* **Problem 1**:
Decide whether each statement agrees with the trade war article below, answering yes or no and quoting the words of the article that settle it: (a) The WTO has 164 member states and its headquarters in Geneva. (b) The WTO was founded in 1984. (c) Trump carried out his tariff announcement in March against the EU.

* **Source**:
====

Trade War and Zero Deficit Myth

by Stephan Krull and Beigewum Austria Friday, Jun. 01, 2018 at 7:33 AM
marc1seed@yahoo.com

State debts are often necessary and are not automatically bad economically. Investments are prerequisites of future prosperity. When private parties spend too little, the state must step into the breach.

TRADE WAR



By Stephan Krull



[This article published on Ossietzky 8/2018 is translated from the German on the Internet, www.ossietzky.net.]



Rules in world trade are man-made and changeable and not god-given. The US president demonstrates this with the sanctions, the negotiations of the European Union as well as China’s reactions.



Besides nation state and supra-national European legislation, the World Trade Organization (WTO) exists with 164 member states and headquarters in Geneva. It was founded in 1994. Previously, there were bi- and multinational trade agreements with partly discriminatory and partly preferential clauses for individual countries. However, enforcement of neoliberal policy, creation and conquest of new markets and the guarantee of profits for investors required equal, long-term legal and economic standards in trade relations. Social standards are not emphasized in the principles of the WTO: free trade, non-discrimination, dismantling trade barriers and tariffs and equal rights are demanded of all member states – irrespective of their technical, economic and social stage of development.



The equal treatment of unequals endangers inequality. This is a truism in the daily routine of many people and a premise for welfare state measures, for union solidarity and for church charity. The approval of the governments of many countries that lost the means of bilateral agreements with WTO membership was reached through different kinds of bribery and corruption of the elites. In connection with the World Bank and the International Monetary Fund institutions resident in Washington, the WTO decides over the rules of worldwide trade – until someone comes, today it is the US president, and changes the rules or interprets them in one-sided interests.



Trump announced tariffs on steel and aluminum and carried out the announcement in March against China. The EU received a brief postponement before new decisions about tariffs toward the EU. Why did Trump raise the tariffs? Will the local economy and the jobs of steelworkers in the US be protected from unfair competition as he claims? Loudly and imperially, he declared the existence of steel production a question of national security: “When one has no steel, one has no state.”



The WTO will now probably change its rules and the US may leave the WTO. In any case, the cards will be shuffled and the rules adjusted to the new conditions. The CDU spokesperson in the Bundestag (mainstream party), Christian Hirte, explains: “Those who emphasize the importance of free trade now must ask whether the TTIP hindered this way in the last years.” The obvious injustices in free trade should be overcome by more free trade.” That is the old barrel organ of the Chicago Boys of Milton Friedman. When the neoliberal promise is not fulfilled, this was because of “too much state” or too much neoliberalism. From the latest developments, we learn rules and laws depend on concrete social and economic developments and the pecking order and are not static. This is a good and encouraging discovery when we champion a peaceful, social development and cooperate in changing the rules and laws – with our possibilities of demonstrations, strikes and boycotts. From experience, we know: the law usually follows actual life - and not the other way around! Laws and rules change at the speed that people change society. Here are three examples:



Continued pay (in case of sickness) for dependent employees was gained through strikes and then legally anchored. When the German government led by Helmut Kohl sought to limit continued pay, that failed in the resistance of the unions. Continued pay remained a law against the resistance of employers and their parliamentary arms.

====

* **Problem 2**:
Copy the following lines from the records below without changing anything, starting at the line that contains "Where can you see the piece" and going through the end of the records.

(A run of records)
====

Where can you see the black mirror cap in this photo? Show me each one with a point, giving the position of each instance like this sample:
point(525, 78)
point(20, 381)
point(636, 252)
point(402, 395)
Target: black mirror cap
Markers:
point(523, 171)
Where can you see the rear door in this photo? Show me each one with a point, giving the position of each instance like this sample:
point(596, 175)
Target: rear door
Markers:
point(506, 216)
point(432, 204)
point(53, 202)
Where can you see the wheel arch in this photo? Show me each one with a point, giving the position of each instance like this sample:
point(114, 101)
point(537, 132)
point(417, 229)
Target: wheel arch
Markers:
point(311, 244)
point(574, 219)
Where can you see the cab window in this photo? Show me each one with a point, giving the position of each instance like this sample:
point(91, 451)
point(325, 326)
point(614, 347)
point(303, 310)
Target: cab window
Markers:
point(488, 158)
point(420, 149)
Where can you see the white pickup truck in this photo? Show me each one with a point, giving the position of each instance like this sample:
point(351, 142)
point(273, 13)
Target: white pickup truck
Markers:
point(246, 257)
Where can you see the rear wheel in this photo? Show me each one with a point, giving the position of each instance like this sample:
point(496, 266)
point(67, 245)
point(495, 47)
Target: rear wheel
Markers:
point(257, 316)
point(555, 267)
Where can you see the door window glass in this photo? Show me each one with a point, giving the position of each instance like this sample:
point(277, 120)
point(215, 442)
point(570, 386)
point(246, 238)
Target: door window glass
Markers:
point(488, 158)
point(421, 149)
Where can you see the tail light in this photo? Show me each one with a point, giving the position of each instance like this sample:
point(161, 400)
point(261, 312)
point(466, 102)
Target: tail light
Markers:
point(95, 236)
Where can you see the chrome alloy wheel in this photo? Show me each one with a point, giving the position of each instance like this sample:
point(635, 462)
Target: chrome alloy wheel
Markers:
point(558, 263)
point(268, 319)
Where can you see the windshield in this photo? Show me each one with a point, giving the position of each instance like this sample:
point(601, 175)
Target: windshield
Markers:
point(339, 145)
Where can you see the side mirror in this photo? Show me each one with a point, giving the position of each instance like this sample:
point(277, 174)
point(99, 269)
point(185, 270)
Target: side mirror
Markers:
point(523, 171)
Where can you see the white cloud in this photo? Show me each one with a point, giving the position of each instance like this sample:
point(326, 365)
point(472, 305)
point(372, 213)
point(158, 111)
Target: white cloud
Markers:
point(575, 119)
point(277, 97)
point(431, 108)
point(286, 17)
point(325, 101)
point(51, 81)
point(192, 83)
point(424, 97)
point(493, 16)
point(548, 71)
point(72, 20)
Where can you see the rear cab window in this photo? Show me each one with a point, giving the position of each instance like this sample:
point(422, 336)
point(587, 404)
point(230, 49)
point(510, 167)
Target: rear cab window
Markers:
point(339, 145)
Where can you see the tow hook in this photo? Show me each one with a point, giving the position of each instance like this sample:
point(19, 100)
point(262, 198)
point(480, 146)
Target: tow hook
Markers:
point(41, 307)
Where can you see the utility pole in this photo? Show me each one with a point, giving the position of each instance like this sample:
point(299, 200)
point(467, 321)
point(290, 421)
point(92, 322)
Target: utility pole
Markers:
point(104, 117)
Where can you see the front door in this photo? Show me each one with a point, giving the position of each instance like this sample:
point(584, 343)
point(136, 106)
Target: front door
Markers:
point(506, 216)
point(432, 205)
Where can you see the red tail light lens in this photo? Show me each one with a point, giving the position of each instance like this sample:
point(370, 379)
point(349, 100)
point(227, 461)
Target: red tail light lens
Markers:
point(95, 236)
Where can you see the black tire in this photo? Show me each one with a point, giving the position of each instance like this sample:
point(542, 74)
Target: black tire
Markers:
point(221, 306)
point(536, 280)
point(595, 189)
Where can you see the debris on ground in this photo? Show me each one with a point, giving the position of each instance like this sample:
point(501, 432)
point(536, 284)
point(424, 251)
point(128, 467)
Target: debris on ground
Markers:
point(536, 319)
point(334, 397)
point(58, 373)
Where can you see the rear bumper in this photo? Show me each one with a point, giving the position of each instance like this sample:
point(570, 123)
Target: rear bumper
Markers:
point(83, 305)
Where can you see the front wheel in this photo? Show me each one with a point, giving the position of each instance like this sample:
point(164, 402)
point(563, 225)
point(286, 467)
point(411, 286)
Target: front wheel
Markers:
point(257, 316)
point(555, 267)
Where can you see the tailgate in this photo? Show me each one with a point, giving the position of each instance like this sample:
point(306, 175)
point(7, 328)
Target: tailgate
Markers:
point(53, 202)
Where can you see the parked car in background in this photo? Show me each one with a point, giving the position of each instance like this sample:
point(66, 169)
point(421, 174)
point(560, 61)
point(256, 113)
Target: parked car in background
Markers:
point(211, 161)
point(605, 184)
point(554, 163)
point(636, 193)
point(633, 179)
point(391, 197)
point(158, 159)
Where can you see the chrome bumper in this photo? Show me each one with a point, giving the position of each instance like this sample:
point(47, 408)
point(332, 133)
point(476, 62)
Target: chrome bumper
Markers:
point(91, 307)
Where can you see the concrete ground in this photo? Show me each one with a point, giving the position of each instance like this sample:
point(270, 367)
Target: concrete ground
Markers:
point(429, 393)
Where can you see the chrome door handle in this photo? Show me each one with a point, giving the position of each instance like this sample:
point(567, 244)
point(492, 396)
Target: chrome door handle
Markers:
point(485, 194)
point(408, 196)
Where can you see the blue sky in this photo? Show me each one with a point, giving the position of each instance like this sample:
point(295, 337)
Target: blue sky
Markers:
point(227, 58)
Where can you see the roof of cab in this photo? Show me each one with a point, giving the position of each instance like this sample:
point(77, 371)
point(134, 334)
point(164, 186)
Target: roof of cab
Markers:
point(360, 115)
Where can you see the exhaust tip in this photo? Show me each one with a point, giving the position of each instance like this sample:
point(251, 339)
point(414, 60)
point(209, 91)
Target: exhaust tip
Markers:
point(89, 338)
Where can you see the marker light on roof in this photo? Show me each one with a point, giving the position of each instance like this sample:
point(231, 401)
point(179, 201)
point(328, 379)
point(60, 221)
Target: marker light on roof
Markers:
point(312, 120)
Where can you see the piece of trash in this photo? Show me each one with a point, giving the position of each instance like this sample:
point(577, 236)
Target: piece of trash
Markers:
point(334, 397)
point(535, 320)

====

* **Exercise solution 1**:
(a) Yes: "the World Trade Organization (WTO) exists with 164 member states and headquarters in Geneva"
(b) No: "It was founded in 1994."
(c) No: "carried out the announcement in March against China"

* **Exercise solution 2**:
Where can you see the piece of trash in this photo? Show me each one with a point, giving the position of each instance like this sample:
point(577, 236)
Target: piece of trash
Markers:
point(334, 397)
point(535, 320)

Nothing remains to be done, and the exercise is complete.